***** EXERCISE MATERIAL *****

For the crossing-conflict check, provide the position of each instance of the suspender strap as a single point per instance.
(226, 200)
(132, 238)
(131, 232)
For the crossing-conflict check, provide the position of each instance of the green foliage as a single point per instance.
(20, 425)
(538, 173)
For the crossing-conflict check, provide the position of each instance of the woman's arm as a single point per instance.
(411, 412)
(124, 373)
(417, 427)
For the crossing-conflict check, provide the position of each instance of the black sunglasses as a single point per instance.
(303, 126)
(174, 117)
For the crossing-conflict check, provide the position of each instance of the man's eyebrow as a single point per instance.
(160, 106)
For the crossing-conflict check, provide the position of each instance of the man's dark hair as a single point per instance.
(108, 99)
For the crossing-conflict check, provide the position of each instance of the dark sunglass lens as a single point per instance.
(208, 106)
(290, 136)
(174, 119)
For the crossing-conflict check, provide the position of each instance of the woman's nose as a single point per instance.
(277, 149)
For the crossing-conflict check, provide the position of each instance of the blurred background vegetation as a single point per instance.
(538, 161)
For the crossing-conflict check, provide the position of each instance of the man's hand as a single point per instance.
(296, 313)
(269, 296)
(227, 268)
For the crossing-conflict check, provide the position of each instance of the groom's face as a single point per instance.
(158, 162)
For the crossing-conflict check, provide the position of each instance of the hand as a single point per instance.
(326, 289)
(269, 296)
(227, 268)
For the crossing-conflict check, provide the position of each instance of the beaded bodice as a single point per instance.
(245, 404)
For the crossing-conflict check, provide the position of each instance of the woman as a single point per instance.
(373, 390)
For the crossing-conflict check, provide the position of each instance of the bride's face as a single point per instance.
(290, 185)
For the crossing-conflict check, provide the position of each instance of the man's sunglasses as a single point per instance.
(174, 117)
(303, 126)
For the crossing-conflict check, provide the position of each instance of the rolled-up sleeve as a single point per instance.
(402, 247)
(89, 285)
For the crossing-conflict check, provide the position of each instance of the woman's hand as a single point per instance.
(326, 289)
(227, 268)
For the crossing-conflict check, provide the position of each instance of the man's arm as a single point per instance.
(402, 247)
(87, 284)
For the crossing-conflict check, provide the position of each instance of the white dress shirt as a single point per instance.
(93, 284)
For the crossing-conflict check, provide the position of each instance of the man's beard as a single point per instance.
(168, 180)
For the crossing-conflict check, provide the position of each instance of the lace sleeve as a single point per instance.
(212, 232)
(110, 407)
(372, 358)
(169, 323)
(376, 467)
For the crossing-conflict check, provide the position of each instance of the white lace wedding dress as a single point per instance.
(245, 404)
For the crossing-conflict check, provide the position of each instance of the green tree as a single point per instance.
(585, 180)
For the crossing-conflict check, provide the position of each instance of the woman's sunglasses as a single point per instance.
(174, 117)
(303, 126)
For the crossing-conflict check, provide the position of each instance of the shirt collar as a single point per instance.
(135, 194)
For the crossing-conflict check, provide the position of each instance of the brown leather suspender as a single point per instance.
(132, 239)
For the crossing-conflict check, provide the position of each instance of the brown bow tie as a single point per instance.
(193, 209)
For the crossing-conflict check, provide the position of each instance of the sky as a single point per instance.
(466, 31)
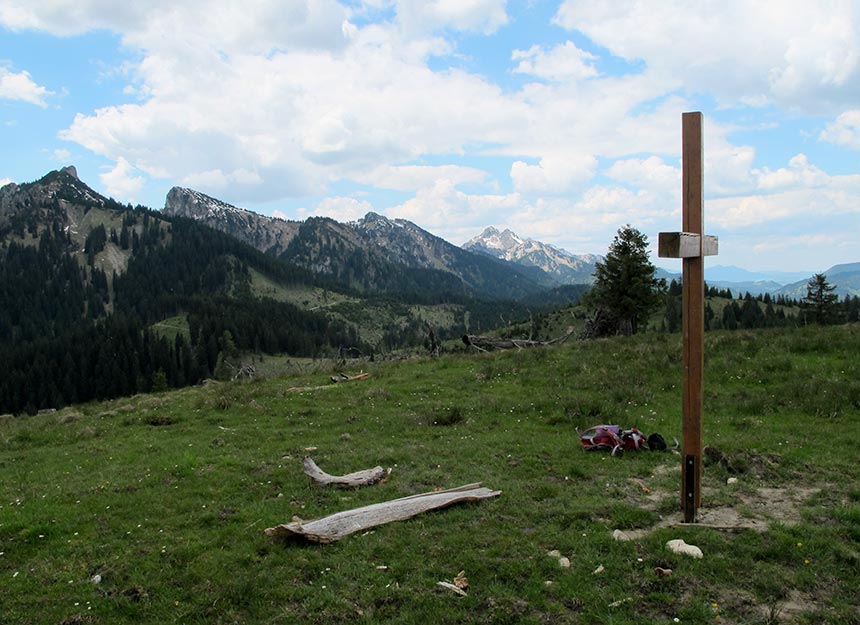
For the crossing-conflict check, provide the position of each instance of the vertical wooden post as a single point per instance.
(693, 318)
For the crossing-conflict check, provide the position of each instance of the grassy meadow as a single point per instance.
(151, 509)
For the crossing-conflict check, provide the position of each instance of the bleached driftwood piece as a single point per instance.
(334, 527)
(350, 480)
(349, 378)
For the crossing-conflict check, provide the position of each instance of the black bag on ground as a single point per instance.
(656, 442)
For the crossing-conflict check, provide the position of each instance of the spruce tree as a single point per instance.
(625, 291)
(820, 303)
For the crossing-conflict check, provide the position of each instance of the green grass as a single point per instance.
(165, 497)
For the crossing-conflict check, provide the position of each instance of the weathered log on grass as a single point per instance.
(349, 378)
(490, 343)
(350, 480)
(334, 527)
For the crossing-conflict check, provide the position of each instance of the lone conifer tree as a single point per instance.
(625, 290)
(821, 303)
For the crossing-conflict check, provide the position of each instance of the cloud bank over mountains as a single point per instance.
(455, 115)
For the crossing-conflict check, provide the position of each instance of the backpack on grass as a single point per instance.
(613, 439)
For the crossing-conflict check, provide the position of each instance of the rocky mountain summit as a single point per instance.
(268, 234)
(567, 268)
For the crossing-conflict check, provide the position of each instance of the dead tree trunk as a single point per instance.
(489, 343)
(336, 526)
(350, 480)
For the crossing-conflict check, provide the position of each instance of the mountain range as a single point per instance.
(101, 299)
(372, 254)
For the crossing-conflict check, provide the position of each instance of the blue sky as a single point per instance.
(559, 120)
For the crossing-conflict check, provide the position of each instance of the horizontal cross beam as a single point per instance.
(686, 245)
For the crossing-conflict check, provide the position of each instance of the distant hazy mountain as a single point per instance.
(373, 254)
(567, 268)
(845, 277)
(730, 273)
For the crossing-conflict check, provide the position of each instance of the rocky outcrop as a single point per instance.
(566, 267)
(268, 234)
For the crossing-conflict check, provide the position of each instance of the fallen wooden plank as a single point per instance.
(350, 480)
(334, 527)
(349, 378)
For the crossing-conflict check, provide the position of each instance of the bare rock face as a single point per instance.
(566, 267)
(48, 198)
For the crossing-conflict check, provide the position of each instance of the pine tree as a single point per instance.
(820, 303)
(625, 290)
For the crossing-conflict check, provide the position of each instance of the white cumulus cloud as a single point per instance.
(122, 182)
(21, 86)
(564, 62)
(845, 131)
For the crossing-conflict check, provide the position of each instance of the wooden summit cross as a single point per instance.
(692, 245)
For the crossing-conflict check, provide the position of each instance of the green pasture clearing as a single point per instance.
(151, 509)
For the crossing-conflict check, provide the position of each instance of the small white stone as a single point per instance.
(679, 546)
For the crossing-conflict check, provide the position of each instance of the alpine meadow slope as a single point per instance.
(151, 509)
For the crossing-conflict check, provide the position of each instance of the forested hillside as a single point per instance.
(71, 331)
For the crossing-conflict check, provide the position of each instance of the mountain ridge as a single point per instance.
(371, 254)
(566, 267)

*****

◆ TO BE DONE ◆
Convert every one of the records above into a numbered list, dropping any blank lines, and leave the pictures out of your answer.

◆ EXERCISE OUTPUT ◆
1. For the crossing-conflict check, provide the position of each instance of the suspender strap as a single point per instance.
2. (226, 200)
3. (132, 238)
4. (131, 232)
5. For the crossing-conflict check, provide the position of each instance of the green foliage as a single point per instance.
6. (20, 425)
7. (538, 173)
8. For the crossing-conflict check, provide the position of each instance of the woman's arm as a single point per instance.
9. (411, 412)
10. (124, 373)
11. (417, 427)
12. For the crossing-conflict check, provide the position of each instance of the black sunglasses as a single point per instance.
13. (303, 126)
14. (174, 117)
15. For the crossing-conflict check, provide the position of each instance of the man's eyebrow as a single point per instance.
16. (160, 106)
17. For the crossing-conflict check, provide the position of each instance of the man's dark hair as a single point per instance.
18. (108, 99)
19. For the crossing-conflict check, provide the position of each instance of the dark sunglass lens as a single point per instance.
20. (208, 106)
21. (290, 136)
22. (174, 119)
23. For the crossing-conflict check, provide the position of each instance of the woman's nose as a single point per instance.
24. (277, 149)
25. For the crossing-conflict check, provide the position of each instance of the blurred background vegetation as a single point per instance.
26. (538, 161)
27. For the crossing-conflict check, provide the position of each instance of the man's hand as a single point per instance.
28. (296, 313)
29. (269, 296)
30. (227, 268)
31. For the crossing-conflict check, provide the position of each instance of the groom's face as a single point per instance.
32. (158, 162)
33. For the crossing-conflict check, provide the position of each instance of the hand as a single point per instance.
34. (326, 289)
35. (269, 296)
36. (227, 268)
37. For the crossing-conflict check, provide the position of each instance of the beaded bodice as a single point per instance.
38. (245, 404)
39. For the crossing-conflict check, provide the position of each instance of the woman as a single point per instance.
40. (373, 390)
41. For the crossing-conflict check, provide the position of each instance of the bride's face as a single point per instance.
42. (290, 185)
43. For the crossing-conflict check, provide the position of each instance of the man's sunglasses as a single point per instance.
44. (174, 117)
45. (303, 126)
46. For the crossing-conflict check, provide the position of each instance of the rolled-up sleeve as a single point per instance.
47. (402, 247)
48. (89, 285)
49. For the crossing-conflict check, provide the position of each instance of the woman's hand as a single point per instance.
50. (326, 289)
51. (227, 268)
52. For the crossing-conflict check, provide the position of each instance of the man's arm as a single point per instance.
53. (402, 247)
54. (87, 284)
55. For the crossing-conflict check, provide the position of each instance of the white dress shirt as a single point per instance.
56. (93, 284)
57. For the crossing-conflict check, provide the position of each instance of the man's beard as a single point per instance.
58. (168, 180)
59. For the crossing-conflict check, provide the position of each instance of the lace sleeve as a single point per instance.
60. (212, 232)
61. (110, 407)
62. (372, 358)
63. (169, 323)
64. (376, 467)
65. For the crossing-conflict check, provide the position of each instance of the white lace wedding dress as a single point per instance.
66. (245, 404)
67. For the crossing-conflict check, provide the position of each instance of the green tree as a single point per instance.
68. (585, 180)
69. For the crossing-conflict check, provide the position of each instance of the woman's sunglasses as a single point per instance.
70. (174, 117)
71. (303, 126)
72. For the crossing-conflict check, provide the position of each instance of the shirt collar as a single point per instance.
73. (135, 194)
74. For the crossing-conflict check, provide the position of each instance of the brown leather suspender as a single point per instance.
75. (132, 239)
76. For the crossing-conflict check, provide the position of each instance of the brown bow tie as a single point per instance.
77. (193, 209)
78. For the crossing-conflict check, provide the position of each instance of the sky as a single point per instance.
79. (466, 31)
80. For the crossing-conflict check, provide the position of each instance of the vertical wooden post as a single point per instance.
81. (693, 318)
82. For the crossing-conflict check, provide the position of each instance of the grassy meadow as a single point per instance.
83. (151, 509)
84. For the crossing-conflict check, provide the position of each instance of the bleached driftwood piece as a single point per instance.
85. (334, 527)
86. (350, 480)
87. (349, 378)
88. For the crossing-conflict check, provide the position of each instance of the black bag on ground as a single point per instance.
89. (656, 442)
90. For the crossing-conflict check, provide the position of each instance of the spruce tree as a single point per instance.
91. (625, 291)
92. (820, 303)
93. For the crossing-conflict check, provide the position of each instance of the green grass as a single point per instance.
94. (165, 497)
95. For the crossing-conflict check, provide the position of each instance of the weathered log on grass as a single point per instance.
96. (349, 378)
97. (490, 343)
98. (350, 480)
99. (334, 527)
100. For the crossing-conflict check, provide the position of each instance of the lone conifer tree as a single point per instance.
101. (625, 290)
102. (821, 303)
103. For the crossing-conflict check, provide the position of each instance of the cloud bank over mountains as a single point per instance.
104. (455, 115)
105. For the crossing-conflict check, provide the position of each instance of the backpack on grass as a single point per instance.
106. (613, 439)
107. For the crossing-conflict check, provide the position of each instance of the rocky mountain summit as a single point per instance.
108. (268, 234)
109. (567, 268)
110. For the crossing-conflict check, provide the position of each instance of the dead tree trunk as a single point per instance.
111. (489, 343)
112. (336, 526)
113. (350, 480)
114. For the crossing-conflict check, provide the position of each instance of the mountain range as a single point per instance.
115. (101, 299)
116. (372, 254)
117. For the crossing-conflict check, provide the position of each instance of the blue sky as a single point per instance.
118. (559, 120)
119. For the crossing-conflict check, provide the position of each instance of the horizontal cross beam as a single point per instance.
120. (686, 245)
121. For the crossing-conflict check, provide the position of each instance of the distant hazy mountain as a single point per instance.
122. (373, 254)
123. (567, 268)
124. (845, 277)
125. (730, 273)
126. For the crossing-conflict check, provide the position of each instance of the rocky outcrop as a single point per instance.
127. (566, 267)
128. (268, 234)
129. For the crossing-conflict check, provide the position of each instance of the fallen wooden plank as a single point per instance.
130. (350, 480)
131. (334, 527)
132. (349, 378)
133. For the crossing-conflict check, provide the position of each instance of the bare rock face as a single point per instance.
134. (566, 267)
135. (48, 198)
136. For the crossing-conflict check, provide the position of each instance of the pine tree as a single point per instance.
137. (820, 303)
138. (625, 290)
139. For the crossing-conflict check, provide the position of each instance of the white cumulus cloud as a single point per instance.
140. (122, 182)
141. (21, 86)
142. (564, 62)
143. (845, 131)
144. For the crossing-conflict check, provide the position of each instance of the wooden summit cross as a single point per instance.
145. (692, 245)
146. For the crossing-conflict check, provide the position of each instance of the green pasture clearing as a single point per instance.
147. (151, 509)
148. For the crossing-conflict check, provide the position of each instance of the small white stone as a single point per instance.
149. (679, 546)
150. For the crossing-conflict check, provide the position of each instance of the alpine meadow slope as a single point per instance.
151. (151, 509)
152. For the crossing-conflict check, provide the position of each instance of the forested hillside as a single point per instance.
153. (71, 331)
154. For the crossing-conflict check, provide the position of each instance of the mountain ridge as a single point per instance.
155. (371, 254)
156. (566, 267)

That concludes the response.